-- PROBLEM A --
Count the lines in the records below that contain the string "jeans", treating case as significant, and give only the number.

-- SOURCE EXCERPT --
____________________
Arizona v. Copper Queen Consol. Mining Co.
Annotate this Case
233 U.S. 87 (1914)
- Syllabus |
U.S. Supreme Court
Arizona v. Copper Queen Consol. Mining Co., 233 U.S. 87 (1914)
Arizona v. Copper Queen Consolidated Mining Company
Argued March 3, 4, 1914
Decided April 6, 1914
233 U.S. 87
APPEAL FROM THE SUPREME COURT
OF THE TERRITORY OF ARIZONA
Where the Supreme Court of a territory has made a statement of facts in the nature of a special verdict, this Court must consider the case when it comes here on appeal upon that finding.
In exercising appellate jurisdiction over the territorial courts in cases involving construction of a statute by the territory, this Court will not, in the absence of manifest error, reverse the action of the territorial court in regard to such construction, and so held as to the construction placed by the Supreme Court of Arizona on the statutes of that territory defining the powers and duties of the Board of Equalization.
In this case, held that payments of taxes made under an attempted compromise agreement did not operate to estop the taxpayer from contesting the legality of the action of the taxing authorities in increasing the assessments on the property.
In this case, this Court affirms the judgment of the Supreme Court of the Territory of Arizona that the Board of Equalization had no power under the statute of the territory to raise the separate assessed valuation of certain mining claim of groups which had originally been assessed en masse.
13 Ariz. 198 affirmed.
The facts, which involve the construction of the statutes of Arizona regarding valuation assessments for taxation, are stated in the opinion.
MR. JUSTICE DAY delivered the opinion of the Court.
This was a special statutory proceeding (Laws of Territory of Arizona, 1903, Act No. 92, p. 148) brought in the District Court of the Second Judicial District of the Territory of Arizona in and for the County of Cochise to enforce the lien of the territory for the payment of taxes for the year 1901, assessed against certain patented mining claims in the County of Cochise, amounting to $120,039.35, the tax being assessed upon the increased valuation of the mining claims of the company made by the Board of Supervisors of Cochise County. In the trial court, judgment was rendered for the defendant. Upon appeal to the Supreme Court of the Territory of Arizona, the judgment was affirmed (13 Ariz. 198). An appeal was prosecuted to this Court under the statute regulating appeals from territorial courts (18 Stat. 27).
The Supreme Court of the Territory of Arizona made a statement of facts in the nature of a special verdict, and upon that finding this Court must consider the case on this appeal. Eagle Mining Co. v. Hamilton, 218 U. S. 513, 218 U. S. 515; Zeckendorf v. Steinfeld, 225 U. S. 445, 225 U. S. 449. From the facts thus found, the following appears:
The appellee, a corporation doing business and owning real and personal property in Cochise County, Arizona, listed and returned for assessment in 1901 sixty-five mining claims belonging to it, by name, but as one tract, said to contain 636 acres, and valued at $3,180, with improvements valued at $55,431.76. Some of the claims are not contiguous to the others.
On July 17, 1901, the County Board of Supervisors, sitting as the Board of Equalization for Cochise County, after notice to the company and hearing at which appellee's superintendent and agent appeared, raised the assessment upon eight of the sixty-five claims originally assessed en masse, in amounts varying from $50,000 to $1,000,000.
____________________
-- PROBLEM B --
Reproduce word for word the part of the court opinion above that begins at the words "MR. JUSTICE DAY" and stops after the words "(18 Stat. 27).".
____________________
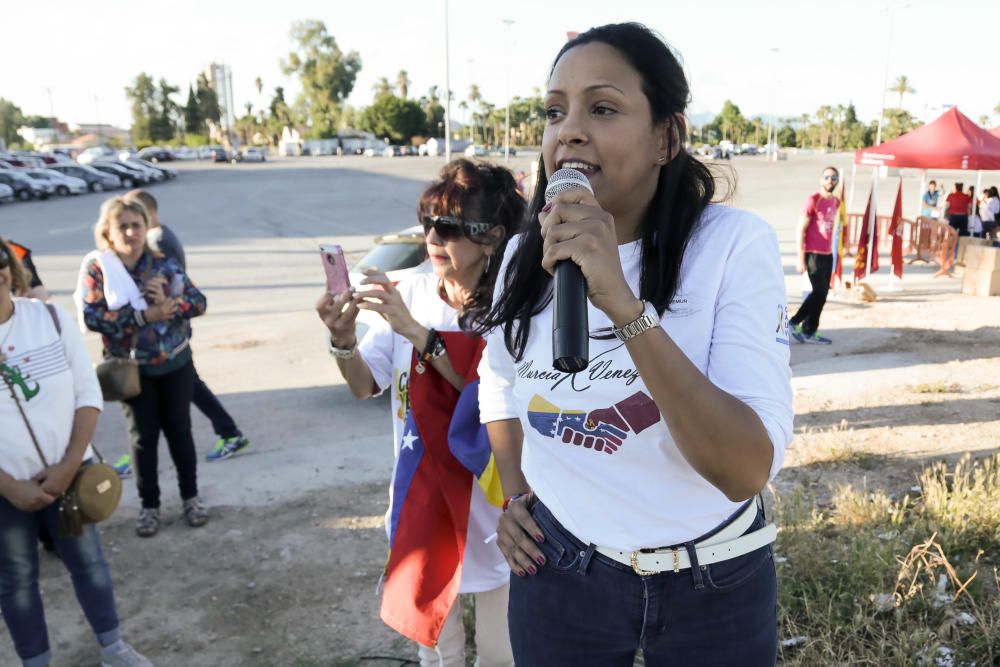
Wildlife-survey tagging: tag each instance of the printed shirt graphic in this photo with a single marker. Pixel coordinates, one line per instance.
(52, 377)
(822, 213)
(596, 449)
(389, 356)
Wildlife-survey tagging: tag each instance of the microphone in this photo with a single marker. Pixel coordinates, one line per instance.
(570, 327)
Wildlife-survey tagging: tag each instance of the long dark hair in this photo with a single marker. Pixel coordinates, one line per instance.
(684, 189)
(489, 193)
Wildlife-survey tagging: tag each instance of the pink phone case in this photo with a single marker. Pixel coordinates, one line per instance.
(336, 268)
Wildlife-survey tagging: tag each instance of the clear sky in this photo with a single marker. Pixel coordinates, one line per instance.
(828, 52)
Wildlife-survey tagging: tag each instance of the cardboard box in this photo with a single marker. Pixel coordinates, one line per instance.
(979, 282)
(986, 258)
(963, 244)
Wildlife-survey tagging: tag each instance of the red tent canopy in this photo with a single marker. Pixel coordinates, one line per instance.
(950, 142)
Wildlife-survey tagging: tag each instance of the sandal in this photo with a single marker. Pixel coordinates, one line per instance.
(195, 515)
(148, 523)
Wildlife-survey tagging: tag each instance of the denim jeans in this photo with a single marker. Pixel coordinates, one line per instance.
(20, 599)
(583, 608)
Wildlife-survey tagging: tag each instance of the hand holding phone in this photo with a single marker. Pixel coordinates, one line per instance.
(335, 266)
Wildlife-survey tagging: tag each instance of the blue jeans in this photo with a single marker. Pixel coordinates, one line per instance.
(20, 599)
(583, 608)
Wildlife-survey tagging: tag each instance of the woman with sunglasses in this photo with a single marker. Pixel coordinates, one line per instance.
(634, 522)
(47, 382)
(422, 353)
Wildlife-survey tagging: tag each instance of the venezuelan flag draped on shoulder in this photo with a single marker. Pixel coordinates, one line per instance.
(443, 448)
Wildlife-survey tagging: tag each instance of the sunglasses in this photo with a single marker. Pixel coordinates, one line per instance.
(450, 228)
____________________
-- PROBLEM SOLUTION A --
2

-- PROBLEM SOLUTION B --
MR. JUSTICE DAY delivered the opinion of the Court.
This was a special statutory proceeding (Laws of Territory of Arizona, 1903, Act No. 92, p. 148) brought in the District Court of the Second Judicial District of the Territory of Arizona in and for the County of Cochise to enforce the lien of the territory for the payment of taxes for the year 1901, assessed against certain patented mining claims in the County of Cochise, amounting to $120,039.35, the tax being assessed upon the increased valuation of the mining claims of the company made by the Board of Supervisors of Cochise County. In the trial court, judgment was rendered for the defendant. Upon appeal to the Supreme Court of the Territory of Arizona, the judgment was affirmed (13 Ariz. 198). An appeal was prosecuted to this Court under the statute regulating appeals from territorial courts (18 Stat. 27).